◆ Required action: Count, please, the lines in the listing below that contain "above", and reply with the count only.
___ Given data ___
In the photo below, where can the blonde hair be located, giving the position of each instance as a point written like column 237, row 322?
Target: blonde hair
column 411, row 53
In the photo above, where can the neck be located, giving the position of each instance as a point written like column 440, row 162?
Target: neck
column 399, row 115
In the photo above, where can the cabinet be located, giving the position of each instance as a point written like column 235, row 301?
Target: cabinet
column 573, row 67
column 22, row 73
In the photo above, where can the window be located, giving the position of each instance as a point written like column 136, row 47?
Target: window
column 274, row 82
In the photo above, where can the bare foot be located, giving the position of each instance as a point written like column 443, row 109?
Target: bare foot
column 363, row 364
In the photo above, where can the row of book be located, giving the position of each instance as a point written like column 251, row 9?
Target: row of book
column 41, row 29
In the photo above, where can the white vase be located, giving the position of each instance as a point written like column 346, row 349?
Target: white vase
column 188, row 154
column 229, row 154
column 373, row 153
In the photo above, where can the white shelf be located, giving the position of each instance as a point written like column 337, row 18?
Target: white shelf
___
◆ Task response: 7